(Free-text object descriptions)
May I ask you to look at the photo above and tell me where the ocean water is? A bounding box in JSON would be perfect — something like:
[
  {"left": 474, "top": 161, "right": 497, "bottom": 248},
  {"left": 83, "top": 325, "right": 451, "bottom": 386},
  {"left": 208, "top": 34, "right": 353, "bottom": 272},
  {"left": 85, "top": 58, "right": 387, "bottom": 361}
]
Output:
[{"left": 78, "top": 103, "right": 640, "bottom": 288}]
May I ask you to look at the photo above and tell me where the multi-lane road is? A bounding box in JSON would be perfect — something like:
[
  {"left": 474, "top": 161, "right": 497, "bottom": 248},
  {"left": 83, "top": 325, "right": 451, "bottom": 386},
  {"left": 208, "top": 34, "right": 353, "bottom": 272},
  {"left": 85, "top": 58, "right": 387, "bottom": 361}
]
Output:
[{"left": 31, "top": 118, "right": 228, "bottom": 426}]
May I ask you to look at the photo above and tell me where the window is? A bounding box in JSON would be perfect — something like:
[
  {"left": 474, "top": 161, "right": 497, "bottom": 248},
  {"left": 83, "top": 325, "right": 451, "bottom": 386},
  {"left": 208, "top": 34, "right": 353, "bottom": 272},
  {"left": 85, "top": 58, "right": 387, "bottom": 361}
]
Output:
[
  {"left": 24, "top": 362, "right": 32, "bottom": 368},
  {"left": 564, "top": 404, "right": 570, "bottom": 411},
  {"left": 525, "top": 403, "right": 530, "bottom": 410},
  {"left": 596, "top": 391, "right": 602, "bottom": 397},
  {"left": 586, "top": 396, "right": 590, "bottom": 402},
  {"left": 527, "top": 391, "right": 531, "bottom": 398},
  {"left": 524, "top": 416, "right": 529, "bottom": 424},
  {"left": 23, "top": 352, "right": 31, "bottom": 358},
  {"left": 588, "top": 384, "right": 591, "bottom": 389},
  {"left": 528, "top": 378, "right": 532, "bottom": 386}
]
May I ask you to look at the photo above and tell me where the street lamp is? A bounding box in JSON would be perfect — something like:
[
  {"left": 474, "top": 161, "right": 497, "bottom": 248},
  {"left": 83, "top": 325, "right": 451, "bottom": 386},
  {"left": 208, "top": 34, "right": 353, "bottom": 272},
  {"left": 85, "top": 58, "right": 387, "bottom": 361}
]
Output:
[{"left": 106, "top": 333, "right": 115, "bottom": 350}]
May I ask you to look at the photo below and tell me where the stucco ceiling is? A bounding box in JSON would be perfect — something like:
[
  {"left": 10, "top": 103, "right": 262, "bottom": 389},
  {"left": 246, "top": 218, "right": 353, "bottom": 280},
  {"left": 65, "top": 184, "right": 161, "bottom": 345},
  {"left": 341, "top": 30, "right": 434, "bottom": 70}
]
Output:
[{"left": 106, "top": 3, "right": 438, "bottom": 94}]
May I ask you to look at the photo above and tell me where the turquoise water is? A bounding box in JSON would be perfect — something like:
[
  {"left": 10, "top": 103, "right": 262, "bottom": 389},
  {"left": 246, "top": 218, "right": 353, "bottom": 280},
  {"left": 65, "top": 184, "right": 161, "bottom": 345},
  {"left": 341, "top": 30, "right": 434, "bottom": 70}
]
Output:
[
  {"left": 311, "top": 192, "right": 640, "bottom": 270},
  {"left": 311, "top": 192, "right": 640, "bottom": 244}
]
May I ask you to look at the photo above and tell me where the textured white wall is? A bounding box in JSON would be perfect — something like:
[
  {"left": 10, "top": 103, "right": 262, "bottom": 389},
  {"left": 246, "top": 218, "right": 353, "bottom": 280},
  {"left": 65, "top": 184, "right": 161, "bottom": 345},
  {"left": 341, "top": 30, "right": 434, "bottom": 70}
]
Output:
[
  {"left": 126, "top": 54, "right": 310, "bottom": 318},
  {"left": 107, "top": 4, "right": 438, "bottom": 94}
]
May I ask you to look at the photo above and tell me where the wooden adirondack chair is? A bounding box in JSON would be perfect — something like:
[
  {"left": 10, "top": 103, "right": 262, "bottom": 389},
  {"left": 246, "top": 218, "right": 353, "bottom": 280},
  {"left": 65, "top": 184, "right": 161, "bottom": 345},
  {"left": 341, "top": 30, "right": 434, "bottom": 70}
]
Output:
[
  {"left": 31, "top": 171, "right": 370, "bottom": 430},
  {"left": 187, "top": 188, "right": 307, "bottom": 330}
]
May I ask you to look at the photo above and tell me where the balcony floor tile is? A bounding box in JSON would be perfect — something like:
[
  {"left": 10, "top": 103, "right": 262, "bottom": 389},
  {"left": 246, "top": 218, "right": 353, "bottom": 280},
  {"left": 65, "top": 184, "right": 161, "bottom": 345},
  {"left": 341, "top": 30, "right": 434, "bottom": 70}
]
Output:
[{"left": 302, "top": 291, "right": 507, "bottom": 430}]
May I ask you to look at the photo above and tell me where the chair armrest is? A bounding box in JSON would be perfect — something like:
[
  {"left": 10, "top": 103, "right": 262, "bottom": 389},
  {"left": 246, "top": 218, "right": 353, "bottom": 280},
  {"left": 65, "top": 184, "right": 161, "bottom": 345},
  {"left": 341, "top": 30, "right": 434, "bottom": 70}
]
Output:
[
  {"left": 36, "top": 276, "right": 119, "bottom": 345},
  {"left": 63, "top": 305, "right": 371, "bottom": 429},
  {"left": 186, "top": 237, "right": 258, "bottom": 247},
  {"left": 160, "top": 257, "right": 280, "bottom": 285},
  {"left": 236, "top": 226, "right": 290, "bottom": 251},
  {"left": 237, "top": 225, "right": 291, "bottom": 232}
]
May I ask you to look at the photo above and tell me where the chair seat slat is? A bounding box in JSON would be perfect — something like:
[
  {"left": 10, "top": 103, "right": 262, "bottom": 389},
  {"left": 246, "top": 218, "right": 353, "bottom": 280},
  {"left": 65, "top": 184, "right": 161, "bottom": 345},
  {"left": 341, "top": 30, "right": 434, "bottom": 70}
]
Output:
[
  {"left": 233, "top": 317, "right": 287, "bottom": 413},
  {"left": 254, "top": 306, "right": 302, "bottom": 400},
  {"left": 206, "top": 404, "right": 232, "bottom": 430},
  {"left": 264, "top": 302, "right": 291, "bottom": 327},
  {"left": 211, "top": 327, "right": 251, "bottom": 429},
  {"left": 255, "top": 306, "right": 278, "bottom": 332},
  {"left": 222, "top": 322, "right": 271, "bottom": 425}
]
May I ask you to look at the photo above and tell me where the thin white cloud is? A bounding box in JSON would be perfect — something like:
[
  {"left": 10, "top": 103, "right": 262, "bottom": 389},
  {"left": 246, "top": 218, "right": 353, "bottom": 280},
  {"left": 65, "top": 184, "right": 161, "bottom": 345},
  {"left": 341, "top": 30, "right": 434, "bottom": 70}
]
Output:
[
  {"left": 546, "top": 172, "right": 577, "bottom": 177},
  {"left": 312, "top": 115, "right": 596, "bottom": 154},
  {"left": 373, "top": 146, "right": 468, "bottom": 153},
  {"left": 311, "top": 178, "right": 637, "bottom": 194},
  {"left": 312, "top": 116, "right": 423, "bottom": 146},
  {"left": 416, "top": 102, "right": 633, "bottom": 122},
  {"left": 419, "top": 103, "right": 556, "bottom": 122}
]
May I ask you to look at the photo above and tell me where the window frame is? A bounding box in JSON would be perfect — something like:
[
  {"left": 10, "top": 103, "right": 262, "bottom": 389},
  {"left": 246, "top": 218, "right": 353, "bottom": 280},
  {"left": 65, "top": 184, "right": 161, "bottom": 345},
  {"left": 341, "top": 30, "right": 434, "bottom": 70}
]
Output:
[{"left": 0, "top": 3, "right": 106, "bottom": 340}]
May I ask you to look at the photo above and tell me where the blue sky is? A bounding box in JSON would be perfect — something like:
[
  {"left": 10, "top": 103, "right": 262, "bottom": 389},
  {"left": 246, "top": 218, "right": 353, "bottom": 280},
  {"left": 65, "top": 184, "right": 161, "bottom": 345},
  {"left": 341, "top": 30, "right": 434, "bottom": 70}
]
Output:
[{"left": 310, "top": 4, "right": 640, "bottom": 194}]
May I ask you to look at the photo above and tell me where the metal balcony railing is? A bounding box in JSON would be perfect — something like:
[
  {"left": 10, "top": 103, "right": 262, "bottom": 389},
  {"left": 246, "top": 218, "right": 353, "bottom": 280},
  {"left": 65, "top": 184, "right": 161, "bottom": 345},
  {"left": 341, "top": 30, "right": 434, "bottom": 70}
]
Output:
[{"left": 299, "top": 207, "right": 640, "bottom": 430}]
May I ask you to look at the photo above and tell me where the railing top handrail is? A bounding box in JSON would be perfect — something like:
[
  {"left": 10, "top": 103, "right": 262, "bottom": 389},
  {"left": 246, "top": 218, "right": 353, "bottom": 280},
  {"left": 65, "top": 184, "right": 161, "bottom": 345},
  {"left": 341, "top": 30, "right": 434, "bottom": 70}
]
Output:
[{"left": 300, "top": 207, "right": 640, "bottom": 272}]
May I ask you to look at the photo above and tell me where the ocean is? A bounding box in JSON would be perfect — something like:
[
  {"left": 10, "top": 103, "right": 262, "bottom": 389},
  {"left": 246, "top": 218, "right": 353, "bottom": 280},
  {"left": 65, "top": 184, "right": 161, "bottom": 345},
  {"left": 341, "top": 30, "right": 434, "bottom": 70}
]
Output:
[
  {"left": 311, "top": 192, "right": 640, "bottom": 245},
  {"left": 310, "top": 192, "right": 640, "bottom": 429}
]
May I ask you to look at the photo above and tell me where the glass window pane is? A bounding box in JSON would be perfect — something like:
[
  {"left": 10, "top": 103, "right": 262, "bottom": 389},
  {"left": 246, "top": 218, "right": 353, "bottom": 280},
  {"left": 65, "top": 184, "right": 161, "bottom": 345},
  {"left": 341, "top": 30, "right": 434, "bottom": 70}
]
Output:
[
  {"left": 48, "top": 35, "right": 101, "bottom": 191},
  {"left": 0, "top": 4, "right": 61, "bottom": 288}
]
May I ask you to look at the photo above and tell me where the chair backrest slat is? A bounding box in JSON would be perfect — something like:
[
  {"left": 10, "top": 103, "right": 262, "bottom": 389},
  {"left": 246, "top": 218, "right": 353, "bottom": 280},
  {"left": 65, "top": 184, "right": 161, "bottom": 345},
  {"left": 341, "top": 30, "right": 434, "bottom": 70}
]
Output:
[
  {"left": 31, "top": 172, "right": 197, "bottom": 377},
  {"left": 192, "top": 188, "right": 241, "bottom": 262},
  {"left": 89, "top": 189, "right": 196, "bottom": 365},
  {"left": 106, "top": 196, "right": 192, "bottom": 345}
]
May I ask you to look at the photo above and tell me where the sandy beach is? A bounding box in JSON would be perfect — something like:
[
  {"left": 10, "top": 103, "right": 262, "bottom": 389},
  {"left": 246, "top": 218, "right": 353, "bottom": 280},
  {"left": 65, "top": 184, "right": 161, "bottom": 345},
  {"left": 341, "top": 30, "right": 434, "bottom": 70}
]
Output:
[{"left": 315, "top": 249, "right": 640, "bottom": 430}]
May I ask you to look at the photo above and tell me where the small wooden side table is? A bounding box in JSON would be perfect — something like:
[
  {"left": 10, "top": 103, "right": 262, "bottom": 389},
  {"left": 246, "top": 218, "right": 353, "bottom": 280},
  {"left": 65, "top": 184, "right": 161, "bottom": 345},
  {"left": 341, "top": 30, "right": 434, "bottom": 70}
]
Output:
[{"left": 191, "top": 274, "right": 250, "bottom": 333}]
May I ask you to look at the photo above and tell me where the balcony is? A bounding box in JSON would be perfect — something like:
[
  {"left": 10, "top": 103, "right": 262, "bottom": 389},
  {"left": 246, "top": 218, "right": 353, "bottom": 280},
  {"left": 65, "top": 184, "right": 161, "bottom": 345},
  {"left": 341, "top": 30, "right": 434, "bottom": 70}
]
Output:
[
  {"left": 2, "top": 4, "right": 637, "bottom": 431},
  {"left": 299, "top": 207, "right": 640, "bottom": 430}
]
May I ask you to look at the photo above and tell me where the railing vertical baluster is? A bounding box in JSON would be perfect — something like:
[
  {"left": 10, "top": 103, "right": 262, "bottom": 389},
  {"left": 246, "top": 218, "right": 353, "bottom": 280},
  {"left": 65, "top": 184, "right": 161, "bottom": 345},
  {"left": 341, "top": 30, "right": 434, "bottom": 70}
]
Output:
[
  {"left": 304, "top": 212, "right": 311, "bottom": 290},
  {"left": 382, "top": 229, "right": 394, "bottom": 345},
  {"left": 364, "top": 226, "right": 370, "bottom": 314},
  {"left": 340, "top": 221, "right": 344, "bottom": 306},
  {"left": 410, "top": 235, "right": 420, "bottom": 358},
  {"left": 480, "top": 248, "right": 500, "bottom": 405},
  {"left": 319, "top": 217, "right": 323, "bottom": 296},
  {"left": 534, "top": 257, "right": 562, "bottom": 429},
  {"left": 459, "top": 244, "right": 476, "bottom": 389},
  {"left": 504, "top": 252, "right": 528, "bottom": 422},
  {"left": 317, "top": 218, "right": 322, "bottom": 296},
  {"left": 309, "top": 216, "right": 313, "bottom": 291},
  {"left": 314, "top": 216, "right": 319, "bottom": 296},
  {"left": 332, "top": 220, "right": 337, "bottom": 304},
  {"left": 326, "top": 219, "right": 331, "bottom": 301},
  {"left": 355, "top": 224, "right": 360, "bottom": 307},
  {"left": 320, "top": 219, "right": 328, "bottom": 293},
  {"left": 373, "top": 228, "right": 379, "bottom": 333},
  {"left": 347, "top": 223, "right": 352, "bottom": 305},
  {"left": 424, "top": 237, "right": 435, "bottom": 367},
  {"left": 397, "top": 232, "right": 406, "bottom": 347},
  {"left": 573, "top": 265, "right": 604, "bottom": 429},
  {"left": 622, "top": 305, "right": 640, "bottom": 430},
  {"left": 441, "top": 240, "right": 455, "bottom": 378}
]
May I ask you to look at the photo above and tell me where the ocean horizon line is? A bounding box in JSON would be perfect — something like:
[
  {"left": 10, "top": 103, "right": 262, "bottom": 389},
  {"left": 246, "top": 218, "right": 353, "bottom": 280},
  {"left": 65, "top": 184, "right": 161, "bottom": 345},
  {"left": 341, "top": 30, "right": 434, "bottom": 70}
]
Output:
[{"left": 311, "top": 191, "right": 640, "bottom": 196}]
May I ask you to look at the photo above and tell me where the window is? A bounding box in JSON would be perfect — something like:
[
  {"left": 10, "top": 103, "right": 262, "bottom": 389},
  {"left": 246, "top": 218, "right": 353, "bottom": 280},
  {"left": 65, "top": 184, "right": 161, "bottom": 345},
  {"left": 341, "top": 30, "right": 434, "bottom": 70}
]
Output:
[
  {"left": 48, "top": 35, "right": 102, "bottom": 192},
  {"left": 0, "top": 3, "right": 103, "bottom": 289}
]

- **Work instruction**:
Please report every line of the records above that contains the word "ocean".

- **Worked solution**:
May I ask you to look at the photo above and tell me where the ocean water is? A bounding box in JSON would be perfect — something like:
May I ask you to look at the photo above and tell me where the ocean is? A bounding box in JSON would be perfect — something like:
May I ask you to look at the photo above and tell me where the ocean horizon line is? A bounding box in JSON would be perfect — something like:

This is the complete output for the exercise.